> _Required work_
(1) From the forum thread about the striped bass catch, output the passage that begins at the words "## fallen513" and stops after "were all eaten.".
(2) Answer these questions about the forum thread on the striped bass catch.
(a) According to creekcrawler, where are these fish found by the millions?
(b) What weight does fallen513 give for the Ohio state record?
(c) Which lake does Legend killer name as a place where guide clients keep their fish?
(3) Write the next part of the forum thread on the striped bass catch, picking up after its final post.

> _Excerpt_
** Start **

I agree 100%. Especially since they seem to be few and far between there.


----------



## creekcrawler

It's not a rare fish - they are all over the east coast by the millions. . . .


----------



## fallen513

To be fair that fish is not going to live much longer in that lake anyhow. That much has been documented. The hybrids flourished but the striped bass that were stocked did not. 


Or they were all eaten. 


Ohio state record is thirty seven lbs. 


I ain't tellin' where the bigger ones are.


----------



## Legend killer

Intimidator said:


> Beautiful Fish!
> 
> Alright, I'll be the Bad Guy!
> IMHO, even though it is legal, it's too bad such a Rare Monster had to die....just for a photo and to be disposed of in some fashion!
> 
> Everyone wants to complain about how we, the dedicated fishermen, need to or should look out for the fisheries, help with conservation, etc....we want size and creel limits, etc, all enforced,....along with horsepower limits, and other regulations to protect our waterways....BUT YET, we'll kill a BIG fish of a rare species, just to provide proof of our manhood or fishing abilities....AND most of the time, these fish were caught just by plain pure luck! I'm sure our opinions will differ!


Stripers are not muskies. Places with stripers such as lake Cumberland guides go out and clients keep their fish.


----------



## samfishdyt

Legend killer said:


> Stripers are not muskies. Places with stripers such as lake Cumberland guides go out and clients keep their fish.


I thought this thread was about a beautiful Striper, and had literally nothing to do with muskies..hmmm..my eyes must be getting bad.

** End **

> _Detection annotation records_
** Start **

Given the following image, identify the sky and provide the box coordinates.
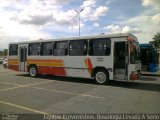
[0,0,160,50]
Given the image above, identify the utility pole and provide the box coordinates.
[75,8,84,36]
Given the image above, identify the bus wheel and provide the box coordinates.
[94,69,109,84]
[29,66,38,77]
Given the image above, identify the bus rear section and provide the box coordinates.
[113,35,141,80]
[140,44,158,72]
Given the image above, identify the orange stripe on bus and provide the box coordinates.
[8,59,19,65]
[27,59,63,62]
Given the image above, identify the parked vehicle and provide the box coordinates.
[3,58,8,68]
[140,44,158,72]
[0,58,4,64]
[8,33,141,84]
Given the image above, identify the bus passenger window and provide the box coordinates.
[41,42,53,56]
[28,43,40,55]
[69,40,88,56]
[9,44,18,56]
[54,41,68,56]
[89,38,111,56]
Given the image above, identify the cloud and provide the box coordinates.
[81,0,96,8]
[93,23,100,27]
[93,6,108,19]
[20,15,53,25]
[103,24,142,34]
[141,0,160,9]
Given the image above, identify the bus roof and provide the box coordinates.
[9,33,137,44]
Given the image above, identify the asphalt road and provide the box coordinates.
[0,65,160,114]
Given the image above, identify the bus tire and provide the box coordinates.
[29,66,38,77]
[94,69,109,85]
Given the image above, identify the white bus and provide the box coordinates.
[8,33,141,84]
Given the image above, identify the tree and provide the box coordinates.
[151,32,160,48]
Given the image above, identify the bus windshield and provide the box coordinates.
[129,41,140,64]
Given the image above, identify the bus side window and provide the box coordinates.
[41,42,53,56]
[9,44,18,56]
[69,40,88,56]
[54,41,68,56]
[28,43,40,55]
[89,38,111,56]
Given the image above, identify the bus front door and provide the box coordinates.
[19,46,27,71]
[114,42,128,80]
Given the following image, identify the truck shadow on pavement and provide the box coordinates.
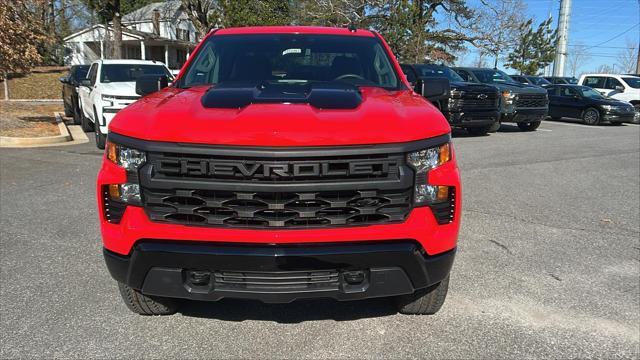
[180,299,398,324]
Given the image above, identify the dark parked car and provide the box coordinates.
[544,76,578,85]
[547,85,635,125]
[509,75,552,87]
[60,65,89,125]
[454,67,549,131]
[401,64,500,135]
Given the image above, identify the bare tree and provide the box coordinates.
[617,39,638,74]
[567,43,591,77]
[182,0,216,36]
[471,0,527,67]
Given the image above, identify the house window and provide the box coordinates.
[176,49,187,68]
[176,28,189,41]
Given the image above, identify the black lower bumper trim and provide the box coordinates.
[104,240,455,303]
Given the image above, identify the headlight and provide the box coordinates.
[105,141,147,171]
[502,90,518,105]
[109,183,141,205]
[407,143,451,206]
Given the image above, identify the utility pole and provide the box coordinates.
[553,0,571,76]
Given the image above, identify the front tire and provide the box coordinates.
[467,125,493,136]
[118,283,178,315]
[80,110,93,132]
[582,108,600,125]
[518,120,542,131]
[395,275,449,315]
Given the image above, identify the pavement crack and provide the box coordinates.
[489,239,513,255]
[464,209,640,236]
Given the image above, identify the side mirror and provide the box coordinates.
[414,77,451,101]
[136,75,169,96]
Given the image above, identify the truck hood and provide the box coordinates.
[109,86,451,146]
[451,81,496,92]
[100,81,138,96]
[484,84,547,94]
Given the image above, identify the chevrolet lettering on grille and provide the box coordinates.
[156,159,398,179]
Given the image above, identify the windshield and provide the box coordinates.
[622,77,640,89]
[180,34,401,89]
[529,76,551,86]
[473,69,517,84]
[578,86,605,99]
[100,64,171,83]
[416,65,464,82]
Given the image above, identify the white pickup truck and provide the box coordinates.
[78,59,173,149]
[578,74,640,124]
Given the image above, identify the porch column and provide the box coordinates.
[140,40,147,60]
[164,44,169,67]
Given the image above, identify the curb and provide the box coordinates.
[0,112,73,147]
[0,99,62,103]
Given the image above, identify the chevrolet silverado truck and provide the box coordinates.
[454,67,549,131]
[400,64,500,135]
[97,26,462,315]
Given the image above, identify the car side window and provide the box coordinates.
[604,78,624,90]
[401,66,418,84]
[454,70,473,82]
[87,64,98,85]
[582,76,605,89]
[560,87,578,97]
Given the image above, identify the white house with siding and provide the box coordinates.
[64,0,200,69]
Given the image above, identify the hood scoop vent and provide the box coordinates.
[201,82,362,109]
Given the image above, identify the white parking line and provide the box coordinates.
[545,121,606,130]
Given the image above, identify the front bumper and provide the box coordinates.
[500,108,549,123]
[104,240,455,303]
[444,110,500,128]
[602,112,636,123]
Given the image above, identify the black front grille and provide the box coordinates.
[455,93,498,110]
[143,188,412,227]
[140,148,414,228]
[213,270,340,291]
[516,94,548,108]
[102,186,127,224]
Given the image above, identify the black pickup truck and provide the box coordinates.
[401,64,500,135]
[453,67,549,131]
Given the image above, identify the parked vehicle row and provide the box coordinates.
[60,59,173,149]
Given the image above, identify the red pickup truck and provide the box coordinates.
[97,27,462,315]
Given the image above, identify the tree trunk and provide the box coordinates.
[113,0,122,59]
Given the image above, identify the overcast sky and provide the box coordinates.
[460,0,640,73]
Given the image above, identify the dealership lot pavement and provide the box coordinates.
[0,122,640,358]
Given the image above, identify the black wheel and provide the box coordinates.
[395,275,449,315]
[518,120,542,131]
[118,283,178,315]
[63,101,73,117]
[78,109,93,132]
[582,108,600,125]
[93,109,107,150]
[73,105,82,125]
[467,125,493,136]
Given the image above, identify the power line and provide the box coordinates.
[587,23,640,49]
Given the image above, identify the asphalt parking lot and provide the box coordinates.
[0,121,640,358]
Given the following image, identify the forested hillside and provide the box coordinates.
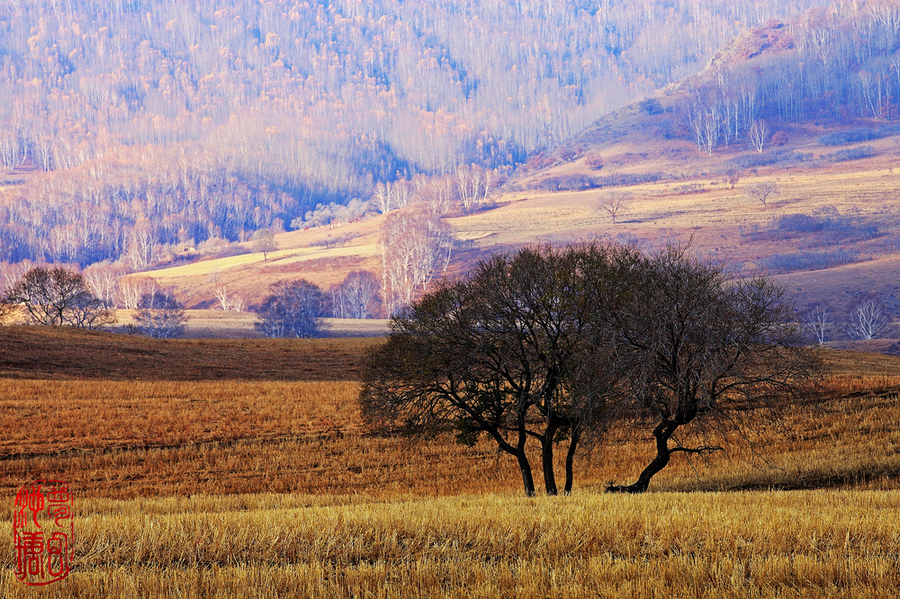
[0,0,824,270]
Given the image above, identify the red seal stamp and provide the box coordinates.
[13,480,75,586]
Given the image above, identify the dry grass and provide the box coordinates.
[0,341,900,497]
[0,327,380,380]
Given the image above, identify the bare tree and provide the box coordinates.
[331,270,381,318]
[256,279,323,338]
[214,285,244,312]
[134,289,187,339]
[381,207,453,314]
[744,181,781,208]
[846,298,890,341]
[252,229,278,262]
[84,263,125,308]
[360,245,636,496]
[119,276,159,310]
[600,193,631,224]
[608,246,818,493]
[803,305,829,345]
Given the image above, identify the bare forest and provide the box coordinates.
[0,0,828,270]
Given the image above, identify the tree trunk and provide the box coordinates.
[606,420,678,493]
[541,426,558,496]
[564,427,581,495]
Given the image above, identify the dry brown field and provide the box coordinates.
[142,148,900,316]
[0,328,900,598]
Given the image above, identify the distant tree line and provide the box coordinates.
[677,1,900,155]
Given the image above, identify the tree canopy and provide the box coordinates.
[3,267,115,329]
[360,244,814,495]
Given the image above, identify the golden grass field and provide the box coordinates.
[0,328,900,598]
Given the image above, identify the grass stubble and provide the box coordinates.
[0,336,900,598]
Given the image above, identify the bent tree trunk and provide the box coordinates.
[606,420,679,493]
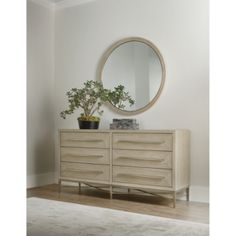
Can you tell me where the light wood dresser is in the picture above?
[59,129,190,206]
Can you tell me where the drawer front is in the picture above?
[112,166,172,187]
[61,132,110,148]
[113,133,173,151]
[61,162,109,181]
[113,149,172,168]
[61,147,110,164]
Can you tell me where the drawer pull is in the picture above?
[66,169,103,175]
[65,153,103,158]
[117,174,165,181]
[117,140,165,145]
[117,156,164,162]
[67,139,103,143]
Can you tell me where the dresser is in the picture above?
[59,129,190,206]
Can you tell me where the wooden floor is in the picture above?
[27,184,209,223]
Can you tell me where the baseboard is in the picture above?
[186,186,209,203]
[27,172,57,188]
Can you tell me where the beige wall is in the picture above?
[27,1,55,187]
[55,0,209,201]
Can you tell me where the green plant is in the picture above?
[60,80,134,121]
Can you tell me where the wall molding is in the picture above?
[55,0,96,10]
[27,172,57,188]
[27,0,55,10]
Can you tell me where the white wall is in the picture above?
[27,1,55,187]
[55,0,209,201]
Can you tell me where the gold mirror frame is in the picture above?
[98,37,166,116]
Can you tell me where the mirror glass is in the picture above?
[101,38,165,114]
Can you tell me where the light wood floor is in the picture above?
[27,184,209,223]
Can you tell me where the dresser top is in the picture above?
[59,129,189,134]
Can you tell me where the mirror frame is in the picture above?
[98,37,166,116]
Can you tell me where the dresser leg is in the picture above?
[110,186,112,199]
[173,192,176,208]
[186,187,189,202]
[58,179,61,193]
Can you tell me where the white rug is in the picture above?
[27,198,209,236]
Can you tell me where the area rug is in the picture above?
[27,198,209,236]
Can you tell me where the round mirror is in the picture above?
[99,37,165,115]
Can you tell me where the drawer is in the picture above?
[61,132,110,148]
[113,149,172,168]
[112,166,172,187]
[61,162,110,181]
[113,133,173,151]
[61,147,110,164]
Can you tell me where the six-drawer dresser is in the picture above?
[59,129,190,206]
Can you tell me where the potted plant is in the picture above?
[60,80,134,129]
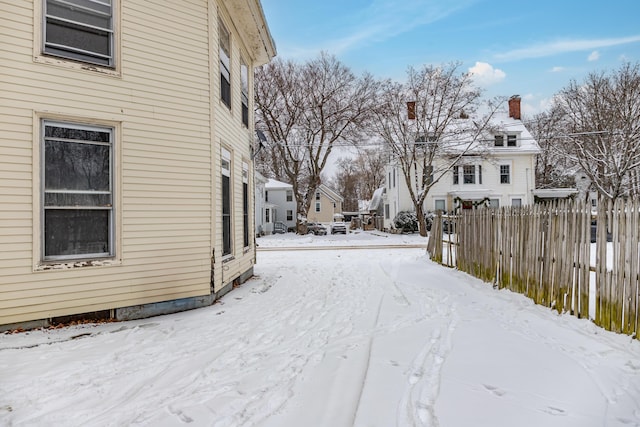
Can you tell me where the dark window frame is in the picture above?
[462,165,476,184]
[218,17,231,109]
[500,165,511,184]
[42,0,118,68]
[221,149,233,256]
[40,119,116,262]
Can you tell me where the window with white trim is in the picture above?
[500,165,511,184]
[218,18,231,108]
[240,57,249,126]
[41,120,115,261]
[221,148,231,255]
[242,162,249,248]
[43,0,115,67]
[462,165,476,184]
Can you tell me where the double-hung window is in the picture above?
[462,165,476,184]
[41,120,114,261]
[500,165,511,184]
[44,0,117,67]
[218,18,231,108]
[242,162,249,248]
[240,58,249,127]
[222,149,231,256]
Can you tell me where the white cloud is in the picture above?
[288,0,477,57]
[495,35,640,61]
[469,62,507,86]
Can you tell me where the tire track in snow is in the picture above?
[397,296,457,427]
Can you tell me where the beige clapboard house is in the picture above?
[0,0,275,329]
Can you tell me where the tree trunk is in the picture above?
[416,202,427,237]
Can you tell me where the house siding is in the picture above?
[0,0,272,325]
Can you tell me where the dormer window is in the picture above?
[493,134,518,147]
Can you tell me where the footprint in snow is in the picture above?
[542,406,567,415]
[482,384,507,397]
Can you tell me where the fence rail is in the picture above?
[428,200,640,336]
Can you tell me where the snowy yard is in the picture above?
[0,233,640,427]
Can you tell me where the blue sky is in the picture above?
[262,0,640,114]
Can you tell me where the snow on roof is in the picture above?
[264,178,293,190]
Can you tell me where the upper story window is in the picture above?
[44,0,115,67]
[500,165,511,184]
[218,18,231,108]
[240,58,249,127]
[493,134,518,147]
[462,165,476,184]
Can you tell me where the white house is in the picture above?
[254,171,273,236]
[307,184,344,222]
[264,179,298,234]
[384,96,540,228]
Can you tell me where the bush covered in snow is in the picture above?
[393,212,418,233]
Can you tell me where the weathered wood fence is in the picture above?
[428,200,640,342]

** End **

> _Results for the exercise_
(1)
## fallen513

To be fair that fish is not going to live much longer in that lake anyhow. That much has been documented. The hybrids flourished but the striped bass that were stocked did not. 


Or they were all eaten.

(2)
(a) All over the east coast.
(b) Thirty seven lbs.
(c) Lake Cumberland.

(3)
----------



## Intimidator

creekcrawler said:


> It's not a rare fish - they are all over the east coast by the millions. . . .


They are rare FOR THIS AREA!

Also if you research, the numbers are dwindling in the Ocean and Eastern freshwater systems due to poaching and over fishing!

I lived in South Carolina for 7 years, it is their BELOVED State Game Fish! I've seen people beaten almost to death for poaching fish...and I fished with some of the best Striper fishermen in the South who have seen the decline.

The Santee Cooper system in SC had the only breeding population of landlocked Stripers...in the 90's the decline was evident, the hatchling survival rate dropped because of water quality, etc, and with the Over-Fishing 80% of females were caught before they reached spawning age.
Creel limits of 5 fish were imposed, no fish could be taken under 18 inches, and the State STILL has to produce and supplement 2 million+ Stripers a year to just keep up with demand. 
They have had MASSIVE striper kills in Lake Hartwell (most of the population), Lake Jordan (7000+), and others recently due to drought, heat, and man.
The recent decline of OCEAN Fish is due to the Commercial Ocean striper industry, they have been caught filling nets so full they cannot pull the nets in...then they cut the nets and all of the fish die....they now have a 50 fish limit and they have been caught culling small 20lb fish and they also have been dying! Besides overfishing and killing females before they can breed, dams, building around entrances to coastal rivers, etc, have put pressure on the Ocean Stripers population by not allowing them to go up-river to lay eggs etc!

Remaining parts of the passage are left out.